Items listed in a dataset:
┄┄┄┄┄┄┄┄┄┄┄┄┄┄┄┄┄┄┄┄

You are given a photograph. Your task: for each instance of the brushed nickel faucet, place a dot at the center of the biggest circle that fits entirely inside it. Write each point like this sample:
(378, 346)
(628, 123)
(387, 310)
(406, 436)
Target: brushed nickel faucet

┄┄┄┄┄┄┄┄┄┄┄┄┄┄┄┄┄┄┄┄

_Assignment_
When the records above are checked line by line, how many lines contain the word "brushed"? Please give only that number.

_Output of the task_
2